What to do: Locate every line in the records below that contains the word "appreciate", with case counting, and copy each of those lines.

○ ○ ○ ○

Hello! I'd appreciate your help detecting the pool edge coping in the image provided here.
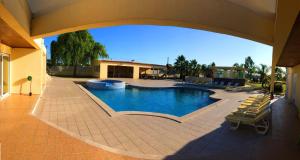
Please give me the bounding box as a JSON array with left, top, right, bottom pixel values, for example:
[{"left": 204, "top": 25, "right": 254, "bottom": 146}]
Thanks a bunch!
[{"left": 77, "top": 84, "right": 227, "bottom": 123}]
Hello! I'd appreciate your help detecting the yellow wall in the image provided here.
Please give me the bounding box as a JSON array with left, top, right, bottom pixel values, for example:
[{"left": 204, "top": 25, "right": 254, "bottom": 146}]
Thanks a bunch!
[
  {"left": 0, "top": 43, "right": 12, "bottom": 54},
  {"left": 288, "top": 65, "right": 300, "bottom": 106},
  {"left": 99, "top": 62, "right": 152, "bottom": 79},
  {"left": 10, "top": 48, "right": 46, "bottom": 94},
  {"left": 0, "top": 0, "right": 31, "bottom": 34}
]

○ ○ ○ ○

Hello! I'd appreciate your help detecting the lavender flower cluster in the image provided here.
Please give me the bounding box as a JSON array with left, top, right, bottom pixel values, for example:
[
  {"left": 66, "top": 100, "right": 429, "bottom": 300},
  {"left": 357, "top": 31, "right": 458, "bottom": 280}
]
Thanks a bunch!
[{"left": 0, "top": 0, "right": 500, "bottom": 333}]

○ ○ ○ ○

Response to this task:
Hello! I'd appreciate your help detecting the pool edge coping in the image provided here.
Hello! I'd appreciate your help detecting the yellow wall in the image provided here.
Hello! I'd appreciate your help detecting the lavender flower cluster in the image provided here.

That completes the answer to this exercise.